(Data items)
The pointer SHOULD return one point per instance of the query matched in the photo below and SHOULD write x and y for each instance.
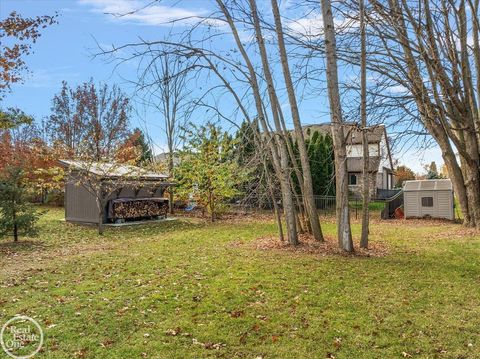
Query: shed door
(427, 203)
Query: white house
(380, 159)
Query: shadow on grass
(27, 246)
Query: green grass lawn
(180, 289)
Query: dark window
(427, 201)
(352, 179)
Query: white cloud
(141, 12)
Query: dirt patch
(17, 261)
(308, 245)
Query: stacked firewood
(139, 209)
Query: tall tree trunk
(15, 226)
(308, 199)
(363, 116)
(278, 216)
(277, 146)
(170, 172)
(343, 215)
(101, 209)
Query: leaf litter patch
(308, 245)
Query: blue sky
(64, 52)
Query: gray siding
(80, 204)
(442, 204)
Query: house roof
(355, 164)
(353, 137)
(428, 185)
(113, 170)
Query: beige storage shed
(429, 198)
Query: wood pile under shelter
(113, 193)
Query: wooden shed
(429, 198)
(110, 192)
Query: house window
(427, 201)
(352, 179)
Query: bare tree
(363, 117)
(307, 175)
(431, 58)
(341, 175)
(163, 85)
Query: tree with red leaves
(17, 35)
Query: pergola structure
(106, 192)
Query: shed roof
(428, 185)
(113, 170)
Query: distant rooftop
(353, 136)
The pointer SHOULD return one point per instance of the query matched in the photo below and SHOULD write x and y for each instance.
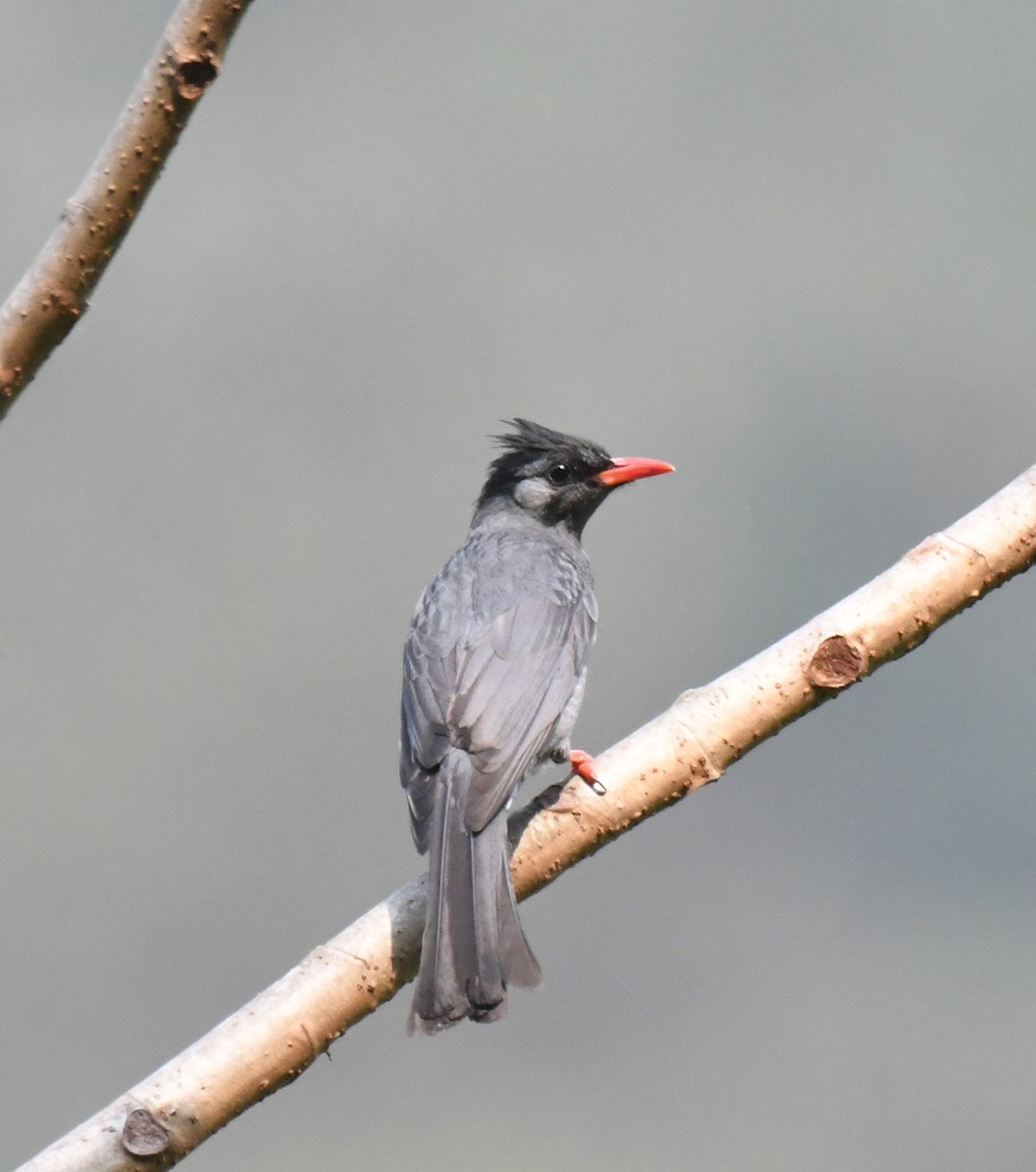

#### WHAT TO DO
Can you extract every line of the material above verbatim, leaving out the pictures?

#### SOLUTION TO THE PROBLEM
The pointer SHOULD return one point per instance of the query matched in the photo below and SHOULD write x and y for each instance.
Query: shed door
(427, 203)
Query: white house
(380, 159)
Query: shadow on grass
(27, 246)
Query: green grass lawn
(180, 289)
Query: dark window
(427, 201)
(352, 179)
Query: white cloud
(141, 12)
Query: dirt patch
(17, 261)
(308, 245)
Query: stacked firewood
(139, 209)
Query: tall tree trunk
(15, 226)
(308, 199)
(363, 116)
(278, 216)
(277, 146)
(170, 172)
(343, 215)
(101, 209)
Query: leaf litter patch
(308, 245)
Query: blue sky
(64, 52)
Query: gray siding
(80, 204)
(442, 204)
Query: house roof
(355, 164)
(353, 137)
(428, 185)
(113, 170)
Query: beige storage shed
(429, 198)
Query: wood pile under shelter
(113, 193)
Query: wooden shed
(429, 198)
(110, 192)
Query: house window
(427, 201)
(352, 179)
Query: bare tree
(363, 117)
(307, 175)
(431, 58)
(341, 175)
(163, 85)
Query: tree with red leaves
(17, 35)
Query: pergola structure
(106, 192)
Query: shed roof
(428, 185)
(113, 170)
Query: distant rooftop
(353, 136)
The pointer SHOULD return one point per instance of the query matched in the photo below and SHOULD write x and y for each instance.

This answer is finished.